## Excerpt
━━━━━━━━━━━━━━━━━━━━━━━━━━━━━━
1.2.− The applicant also deduces that the composition of the commission for the appointment procedure of the managers of complex structures finds a different regulation at state level precisely in relation to the IRCCS.
Article 11, paragraph 2, second sentence, of Legislative Decree No. 288 of 2003, in fact, provides that "[t]he commission referred to in paragraph 2 of Article 15-ter of Legislative Decree No. 502 of 1992 is composed, in addition to the scientific director, who chairs it, of two managers of the National Health Service personnel roles, in charge of a complex structure of the discipline subject of the position, one of whom is chosen by the Scientific Technical Committee and one identified by the general director".
This provision would therefore constitute the applicable discipline for management positions in the Institutes by virtue of the principle of speciality and would rise to a fundamental principle, to which the contested Article 23 of Regional Law No. 7 of the Emilia-Romagna Region of 2023 should have adhered.
1.3.− The President of the Council then seeks to clear the field of possible interpretative doubts about the invoked interposed parameter, originating from its reference to the previous Article 15-ter of Legislative Decree No. 502 of 1992, which no longer deals with the body responsible for the selection of eligible candidates for the position of management of complex structures: Article 11, paragraph 2, of Legislative Decree No. 288 of 2003 would, in fact, operate a static reference to the rules contained in the superseded provision and, moreover, would refer to it only for the purpose of identifying the commission, and then independently dispose of its composition.
The evaluation body in the IRCCS, therefore, would not have been in any way affected by the reforms that have affected its formation in the general state discipline.
1.4.− In conclusion, according to the applicant, the failure to re-propose, by the contested regional provision, of the special type state provision would give rise to a violation of the fundamental principles laid down by the state legislature in the matters under concurrent legislative competence of "health protection" and "professions": the methods and requirements of access to health management, in particular at the top level, would, in fact, constitute principles laid down to improve the performance of the service offered to guarantee both the proper conduct of the administration and the quality of the assistance activity provided.
━━━━━━━━━━━━━━━━━━━━━━━━━━━━━━
## What to work on
• a. In the excerpt, who chairs the commission described in Article 11, paragraph 2, of Legislative Decree No. 288 of 2003?
• b. Say whether each statement agrees with the excerpt, answering yes or no and quoting the deciding words: (i) The commission includes two managers of the National Health Service personnel roles. (ii) The general director chooses both of those managers. (iii) The contested provision is Article 23 of Regional Law No. 7 of the Emilia-Romagna Region of 2023.
━━━━━━━━━━━━━━━━━━━━━━━━━━━━━━
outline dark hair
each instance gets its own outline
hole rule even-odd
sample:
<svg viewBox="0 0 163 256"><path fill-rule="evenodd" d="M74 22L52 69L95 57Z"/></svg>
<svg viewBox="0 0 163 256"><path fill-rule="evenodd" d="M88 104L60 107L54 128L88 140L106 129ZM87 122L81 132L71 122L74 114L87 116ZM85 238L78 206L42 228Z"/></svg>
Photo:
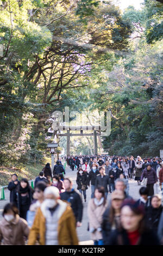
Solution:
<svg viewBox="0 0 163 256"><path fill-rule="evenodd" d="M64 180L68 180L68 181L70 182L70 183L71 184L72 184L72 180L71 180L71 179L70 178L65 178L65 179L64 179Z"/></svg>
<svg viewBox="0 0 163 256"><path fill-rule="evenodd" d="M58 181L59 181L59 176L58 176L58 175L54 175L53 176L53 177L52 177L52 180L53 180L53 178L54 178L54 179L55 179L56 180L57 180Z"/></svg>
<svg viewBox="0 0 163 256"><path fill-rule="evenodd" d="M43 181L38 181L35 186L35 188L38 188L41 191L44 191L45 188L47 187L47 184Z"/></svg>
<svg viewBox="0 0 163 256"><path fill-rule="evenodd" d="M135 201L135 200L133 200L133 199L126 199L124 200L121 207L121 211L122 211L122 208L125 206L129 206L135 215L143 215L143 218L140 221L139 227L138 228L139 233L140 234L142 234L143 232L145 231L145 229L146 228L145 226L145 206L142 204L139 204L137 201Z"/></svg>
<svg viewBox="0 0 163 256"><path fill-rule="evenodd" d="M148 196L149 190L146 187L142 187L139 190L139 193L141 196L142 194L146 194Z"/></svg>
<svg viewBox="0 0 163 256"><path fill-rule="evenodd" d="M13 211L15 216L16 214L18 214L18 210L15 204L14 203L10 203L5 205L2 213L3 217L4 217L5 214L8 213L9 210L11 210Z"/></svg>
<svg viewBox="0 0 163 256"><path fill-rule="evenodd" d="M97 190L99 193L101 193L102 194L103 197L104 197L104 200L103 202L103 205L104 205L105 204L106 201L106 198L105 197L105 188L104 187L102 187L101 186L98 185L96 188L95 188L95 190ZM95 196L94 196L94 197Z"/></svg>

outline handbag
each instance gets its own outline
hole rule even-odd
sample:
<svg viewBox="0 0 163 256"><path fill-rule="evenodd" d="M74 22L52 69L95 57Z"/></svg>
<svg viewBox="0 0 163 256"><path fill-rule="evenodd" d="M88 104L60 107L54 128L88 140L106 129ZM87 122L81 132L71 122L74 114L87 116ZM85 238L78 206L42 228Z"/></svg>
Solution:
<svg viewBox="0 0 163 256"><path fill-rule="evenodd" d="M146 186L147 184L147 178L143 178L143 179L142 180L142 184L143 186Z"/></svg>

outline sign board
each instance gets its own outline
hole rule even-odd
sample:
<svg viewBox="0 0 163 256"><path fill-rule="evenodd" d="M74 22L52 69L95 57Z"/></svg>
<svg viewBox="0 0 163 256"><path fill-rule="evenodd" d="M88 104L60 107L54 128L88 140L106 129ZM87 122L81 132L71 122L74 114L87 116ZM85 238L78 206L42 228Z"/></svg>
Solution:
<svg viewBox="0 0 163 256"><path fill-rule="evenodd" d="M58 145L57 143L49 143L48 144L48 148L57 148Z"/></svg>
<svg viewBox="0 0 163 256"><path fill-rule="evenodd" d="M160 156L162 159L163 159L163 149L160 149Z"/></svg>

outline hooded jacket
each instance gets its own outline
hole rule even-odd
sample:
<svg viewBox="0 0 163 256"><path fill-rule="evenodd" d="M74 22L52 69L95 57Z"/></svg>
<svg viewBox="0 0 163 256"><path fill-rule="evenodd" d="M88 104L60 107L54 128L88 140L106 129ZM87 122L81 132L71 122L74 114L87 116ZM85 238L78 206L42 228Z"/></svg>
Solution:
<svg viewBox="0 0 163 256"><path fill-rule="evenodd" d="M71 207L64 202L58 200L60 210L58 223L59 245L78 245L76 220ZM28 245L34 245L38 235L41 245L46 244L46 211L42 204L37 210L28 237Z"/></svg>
━━━━━━━━━━━━━━━━━━━━━━━━━━━━━━
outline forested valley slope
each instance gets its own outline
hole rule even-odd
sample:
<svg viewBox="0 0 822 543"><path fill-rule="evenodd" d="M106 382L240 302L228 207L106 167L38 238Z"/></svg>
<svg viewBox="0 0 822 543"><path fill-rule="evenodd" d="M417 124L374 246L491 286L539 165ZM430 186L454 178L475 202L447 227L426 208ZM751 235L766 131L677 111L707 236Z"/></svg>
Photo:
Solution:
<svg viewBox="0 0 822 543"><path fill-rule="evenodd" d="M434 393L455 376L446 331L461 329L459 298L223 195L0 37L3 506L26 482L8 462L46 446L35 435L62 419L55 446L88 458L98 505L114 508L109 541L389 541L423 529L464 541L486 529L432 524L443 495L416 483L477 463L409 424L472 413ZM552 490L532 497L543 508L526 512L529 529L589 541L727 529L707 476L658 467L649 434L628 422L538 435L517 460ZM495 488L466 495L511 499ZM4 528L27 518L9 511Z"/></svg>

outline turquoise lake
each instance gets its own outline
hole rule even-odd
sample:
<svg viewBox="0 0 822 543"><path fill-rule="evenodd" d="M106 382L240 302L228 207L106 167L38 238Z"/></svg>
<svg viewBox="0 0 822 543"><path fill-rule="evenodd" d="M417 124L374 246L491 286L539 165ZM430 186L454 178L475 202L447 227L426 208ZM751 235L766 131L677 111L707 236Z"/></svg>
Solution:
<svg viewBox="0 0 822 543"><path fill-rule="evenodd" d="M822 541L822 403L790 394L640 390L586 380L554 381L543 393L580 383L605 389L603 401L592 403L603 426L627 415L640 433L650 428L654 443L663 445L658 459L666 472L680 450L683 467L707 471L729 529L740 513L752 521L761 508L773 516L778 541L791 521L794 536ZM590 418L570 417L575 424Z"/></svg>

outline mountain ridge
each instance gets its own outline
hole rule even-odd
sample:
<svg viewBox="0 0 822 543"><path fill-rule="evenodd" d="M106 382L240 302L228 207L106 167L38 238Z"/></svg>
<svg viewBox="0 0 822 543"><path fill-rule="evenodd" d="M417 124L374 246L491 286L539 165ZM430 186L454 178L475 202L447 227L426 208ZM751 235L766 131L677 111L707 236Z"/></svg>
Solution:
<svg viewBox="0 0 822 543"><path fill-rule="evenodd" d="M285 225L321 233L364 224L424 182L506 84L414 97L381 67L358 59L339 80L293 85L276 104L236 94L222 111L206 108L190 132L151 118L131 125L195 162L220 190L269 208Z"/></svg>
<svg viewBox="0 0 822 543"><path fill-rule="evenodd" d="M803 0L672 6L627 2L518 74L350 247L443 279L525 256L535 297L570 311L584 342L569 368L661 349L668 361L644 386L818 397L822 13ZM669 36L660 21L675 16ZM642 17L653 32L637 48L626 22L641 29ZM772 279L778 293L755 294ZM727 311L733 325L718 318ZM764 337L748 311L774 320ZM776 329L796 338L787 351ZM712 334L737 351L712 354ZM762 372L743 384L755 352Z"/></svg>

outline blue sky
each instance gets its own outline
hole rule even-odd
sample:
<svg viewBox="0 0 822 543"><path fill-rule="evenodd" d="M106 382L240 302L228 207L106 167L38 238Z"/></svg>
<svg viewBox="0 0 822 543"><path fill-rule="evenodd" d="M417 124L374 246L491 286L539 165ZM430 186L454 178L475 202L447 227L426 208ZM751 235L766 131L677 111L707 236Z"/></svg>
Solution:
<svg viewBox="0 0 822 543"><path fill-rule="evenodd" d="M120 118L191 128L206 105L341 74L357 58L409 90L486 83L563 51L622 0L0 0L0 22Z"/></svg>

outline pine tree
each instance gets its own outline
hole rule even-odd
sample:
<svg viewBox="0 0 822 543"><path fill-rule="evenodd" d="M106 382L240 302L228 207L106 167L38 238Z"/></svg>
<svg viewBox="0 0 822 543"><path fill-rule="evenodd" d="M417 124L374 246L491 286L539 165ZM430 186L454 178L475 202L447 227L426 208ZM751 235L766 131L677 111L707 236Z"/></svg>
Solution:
━━━━━━━━━━━━━━━━━━━━━━━━━━━━━━
## Answer section
• a. The scientific director chairs it.

• b.
(i) Yes: "of two managers of the National Health Service personnel roles"
(ii) No: "one of whom is chosen by the Scientific Technical Committee and one identified by the general director"
(iii) Yes: "the contested Article 23 of Regional Law No. 7 of the Emilia-Romagna Region of 2023"